When you respond, restate each record exactly as it is given.

Records from a dataset:
=== Begin Enclosure ===
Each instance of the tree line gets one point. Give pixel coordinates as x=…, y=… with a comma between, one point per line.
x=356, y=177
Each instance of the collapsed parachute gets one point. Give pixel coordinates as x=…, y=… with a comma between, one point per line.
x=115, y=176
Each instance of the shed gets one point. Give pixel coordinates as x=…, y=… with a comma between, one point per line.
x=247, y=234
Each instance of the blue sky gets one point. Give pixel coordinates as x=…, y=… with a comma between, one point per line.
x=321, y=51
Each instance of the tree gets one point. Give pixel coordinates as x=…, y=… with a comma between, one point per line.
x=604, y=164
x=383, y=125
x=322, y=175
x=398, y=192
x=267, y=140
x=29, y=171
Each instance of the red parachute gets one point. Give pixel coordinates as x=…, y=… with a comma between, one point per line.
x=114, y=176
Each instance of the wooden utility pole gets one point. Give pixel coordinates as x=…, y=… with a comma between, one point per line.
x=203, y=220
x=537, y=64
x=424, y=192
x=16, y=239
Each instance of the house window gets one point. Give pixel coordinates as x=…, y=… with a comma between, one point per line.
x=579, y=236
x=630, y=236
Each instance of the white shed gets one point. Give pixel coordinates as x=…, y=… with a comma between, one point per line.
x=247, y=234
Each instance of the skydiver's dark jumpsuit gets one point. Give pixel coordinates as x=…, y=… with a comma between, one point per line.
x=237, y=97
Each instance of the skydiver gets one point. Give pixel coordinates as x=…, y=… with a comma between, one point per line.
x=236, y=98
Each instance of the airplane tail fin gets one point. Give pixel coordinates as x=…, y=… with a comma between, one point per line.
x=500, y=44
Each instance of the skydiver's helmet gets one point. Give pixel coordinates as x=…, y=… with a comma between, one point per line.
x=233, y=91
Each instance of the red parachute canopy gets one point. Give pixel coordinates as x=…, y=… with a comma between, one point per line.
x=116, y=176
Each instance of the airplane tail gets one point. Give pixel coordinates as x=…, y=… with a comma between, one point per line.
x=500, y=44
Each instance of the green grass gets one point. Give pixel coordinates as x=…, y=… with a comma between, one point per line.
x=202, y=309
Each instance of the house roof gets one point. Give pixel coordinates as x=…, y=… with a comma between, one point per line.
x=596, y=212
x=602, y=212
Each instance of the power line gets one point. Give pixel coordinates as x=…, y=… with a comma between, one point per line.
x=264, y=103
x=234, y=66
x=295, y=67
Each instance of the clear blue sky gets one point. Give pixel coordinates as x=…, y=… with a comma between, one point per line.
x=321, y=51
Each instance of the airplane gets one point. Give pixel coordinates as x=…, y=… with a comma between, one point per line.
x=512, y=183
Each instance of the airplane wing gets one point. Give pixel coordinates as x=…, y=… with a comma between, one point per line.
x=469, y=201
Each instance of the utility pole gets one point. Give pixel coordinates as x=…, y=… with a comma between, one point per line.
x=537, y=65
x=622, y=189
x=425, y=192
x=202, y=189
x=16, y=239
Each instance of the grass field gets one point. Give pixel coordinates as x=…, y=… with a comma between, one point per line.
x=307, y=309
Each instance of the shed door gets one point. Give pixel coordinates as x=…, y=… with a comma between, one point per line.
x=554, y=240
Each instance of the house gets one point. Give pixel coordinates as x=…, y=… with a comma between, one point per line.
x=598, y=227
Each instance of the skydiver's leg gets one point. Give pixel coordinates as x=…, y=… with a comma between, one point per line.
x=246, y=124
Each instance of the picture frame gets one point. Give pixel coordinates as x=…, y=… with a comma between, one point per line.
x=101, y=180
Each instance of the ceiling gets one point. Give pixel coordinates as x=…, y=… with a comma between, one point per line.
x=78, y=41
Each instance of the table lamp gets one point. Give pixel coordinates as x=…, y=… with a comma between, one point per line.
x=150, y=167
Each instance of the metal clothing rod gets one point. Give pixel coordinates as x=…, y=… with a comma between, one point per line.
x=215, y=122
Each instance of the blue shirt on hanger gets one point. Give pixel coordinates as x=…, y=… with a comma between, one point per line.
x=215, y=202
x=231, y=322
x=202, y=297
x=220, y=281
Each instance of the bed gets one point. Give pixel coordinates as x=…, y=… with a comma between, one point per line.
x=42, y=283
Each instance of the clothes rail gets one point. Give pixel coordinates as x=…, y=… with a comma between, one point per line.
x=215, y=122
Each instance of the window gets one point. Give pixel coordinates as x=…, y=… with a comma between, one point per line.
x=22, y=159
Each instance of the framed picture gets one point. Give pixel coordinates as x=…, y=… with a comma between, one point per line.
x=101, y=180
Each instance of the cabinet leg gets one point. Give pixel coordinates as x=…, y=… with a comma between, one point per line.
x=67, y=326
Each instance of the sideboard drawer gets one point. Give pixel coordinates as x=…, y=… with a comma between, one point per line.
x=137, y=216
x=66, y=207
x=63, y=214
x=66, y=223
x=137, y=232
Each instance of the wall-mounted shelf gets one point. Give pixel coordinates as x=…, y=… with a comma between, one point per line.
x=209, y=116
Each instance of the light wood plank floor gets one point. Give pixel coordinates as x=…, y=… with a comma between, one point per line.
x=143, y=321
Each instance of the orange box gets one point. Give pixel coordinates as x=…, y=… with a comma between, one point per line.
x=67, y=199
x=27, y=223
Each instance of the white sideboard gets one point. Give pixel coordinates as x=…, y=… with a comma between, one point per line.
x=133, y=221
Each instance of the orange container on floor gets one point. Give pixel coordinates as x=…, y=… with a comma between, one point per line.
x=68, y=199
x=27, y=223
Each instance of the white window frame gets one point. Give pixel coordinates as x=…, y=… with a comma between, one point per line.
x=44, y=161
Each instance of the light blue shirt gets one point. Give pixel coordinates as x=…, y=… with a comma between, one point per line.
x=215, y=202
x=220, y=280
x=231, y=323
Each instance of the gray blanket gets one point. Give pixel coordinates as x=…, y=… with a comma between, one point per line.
=== End Enclosure ===
[THE ANSWER]:
Each instance of the tree line gets one point. Give pixel coordinates as x=…, y=… with a comma between, one point per line.
x=356, y=177
Each instance of the collapsed parachute gets one point. Give pixel coordinates as x=…, y=… with a comma between, one point per line.
x=115, y=176
Each instance of the shed gets one point. Give pixel coordinates as x=…, y=… with a comma between, one point per line.
x=247, y=234
Each instance of the blue sky gets one point. Give pixel coordinates as x=…, y=… with a comma between, one point per line.
x=321, y=51
Each instance of the tree gets one point. Give pixel coordinates as x=…, y=… with a comma between, one point per line.
x=604, y=164
x=383, y=125
x=322, y=175
x=398, y=192
x=267, y=140
x=29, y=171
Each instance of the red parachute gets one point. Give pixel coordinates as x=…, y=… with a comma between, one point per line.
x=114, y=176
Each instance of the wooden utility pole gets one point. Give pixel coordinates as x=…, y=… with a comma between, one point per line.
x=203, y=220
x=537, y=64
x=424, y=192
x=16, y=239
Each instance of the house window gets one point. Give pixel coordinates as x=…, y=… with a comma between, one point per line.
x=579, y=236
x=630, y=236
Each instance of the white shed gets one point. Give pixel coordinates as x=…, y=… with a comma between, one point per line.
x=247, y=234
Each instance of the skydiver's dark jumpsuit gets one point. Give pixel coordinates as x=…, y=… with a comma between, one point per line.
x=237, y=97
Each instance of the skydiver gets one point. Give pixel coordinates as x=…, y=… with a comma between, one point per line.
x=236, y=98
Each instance of the airplane tail fin gets one point. Give pixel coordinates as x=…, y=… with a comma between, one point per line.
x=500, y=44
Each instance of the skydiver's helmet gets one point. Give pixel coordinates as x=…, y=… with a comma between, one point per line.
x=233, y=91
Each instance of the red parachute canopy gets one point. Give pixel coordinates as x=…, y=… with a comma between, one point per line.
x=116, y=176
Each instance of the airplane tail gets one point. Give pixel coordinates as x=…, y=… with a comma between, one point per line.
x=500, y=44
Each instance of the green grass gets one point. Give pixel coordinates as x=…, y=… with a comma between, one point per line.
x=202, y=309
Each instance of the house roof gets one point. Give pixel coordinates as x=…, y=… with a comma between, one point per line.
x=596, y=212
x=602, y=212
Each instance of the power line gets one point. Give pixel coordinates as x=…, y=… with a comma between, one point per line.
x=264, y=103
x=234, y=66
x=295, y=67
Each instance of the clear blue sky gets one point. Give pixel coordinates as x=…, y=… with a comma between, one point per line.
x=321, y=51
Each instance of the airplane gets one point. Give pixel coordinates as x=…, y=… with a comma between, one point per line.
x=512, y=183
Each instance of the airplane wing gets one point. Give pixel coordinates as x=…, y=… with a comma between, one point per line.
x=469, y=201
Each instance of the utility pole gets one point. Give pixel coordinates as x=…, y=… with a comma between, one point per line.
x=537, y=65
x=622, y=189
x=425, y=192
x=202, y=189
x=16, y=239
Each instance of the grass field gets one point. Give pixel coordinates as x=…, y=… with a comma between, one point per line.
x=307, y=309
Each instance of the shed door gets one point. Give pixel coordinates as x=…, y=… with a comma between, one point per line.
x=554, y=240
Each instance of the house gets one point. Give pixel coordinates as x=…, y=… with a comma between, one point per line.
x=598, y=227
Each instance of the skydiver's leg gets one point. Give pixel coordinates as x=…, y=… with a comma between, one point per line.
x=246, y=124
Each instance of the picture frame gets one point. Give pixel coordinates as x=…, y=… with a comma between, one point per line.
x=101, y=180
Each instance of the ceiling gets one point. Give pixel coordinates as x=…, y=… with a comma between, one point per line.
x=78, y=41
Each instance of the table lamp gets one point. Give pixel coordinates as x=…, y=… with a comma between, one point per line.
x=150, y=167
Each instance of the metal clothing rod gets one point. Give pixel coordinates as x=…, y=… with a comma between, one point per line.
x=215, y=122
Each instance of the blue shirt on hanger gets one point. Give pixel coordinates as x=…, y=… with a comma between, one point per line.
x=215, y=202
x=231, y=322
x=202, y=297
x=220, y=281
Each instance of the bed gets one point. Give pixel coordinates as x=…, y=… with a comma between, one point per line.
x=42, y=283
Each instance of the clothes rail gets one point. Give pixel coordinates as x=…, y=… with a comma between, one point per line.
x=215, y=122
Each instance of the window gets one point. Give pixel coordinates as x=…, y=… with a comma between, one point per line.
x=22, y=159
Each instance of the framed picture gets one point. Give pixel coordinates as x=…, y=… with a comma between, one point per line.
x=101, y=180
Each instance of the cabinet leg gets one point. Give pixel coordinates as x=…, y=… with a comma between, one point per line.
x=67, y=326
Each instance of the sideboard drawer gets one point. Give pixel coordinates as x=…, y=… with a comma between, one point per line.
x=137, y=216
x=66, y=207
x=63, y=214
x=66, y=223
x=137, y=232
Each instance of the wall-mounted shelf gets one point. Give pixel coordinates as x=…, y=… with a comma between, one point per line.
x=209, y=116
Each instance of the light wood plank floor gets one point. Give pixel coordinates as x=…, y=… with a comma between, one point per line.
x=143, y=321
Each instance of the orange box gets one point. Give pixel coordinates as x=…, y=… with a comma between, one point per line.
x=67, y=199
x=27, y=223
Each instance of the white sideboard gets one point. Give pixel coordinates as x=…, y=… with a comma between, one point per line.
x=133, y=221
Each instance of the orange container on floor gets one point. Give pixel coordinates as x=…, y=… with a comma between, one point per line.
x=68, y=199
x=27, y=223
Each instance of the white window frame gets one point. Give pixel coordinates as x=…, y=… with a comma between, one point per line.
x=44, y=161
Each instance of the light blue shirt gets one point. Give pixel coordinates as x=…, y=… with a comma between, one point per line.
x=215, y=202
x=220, y=280
x=231, y=323
Each instance of the gray blanket gets one point. Give pixel coordinates as x=…, y=… with a comma between, one point per line.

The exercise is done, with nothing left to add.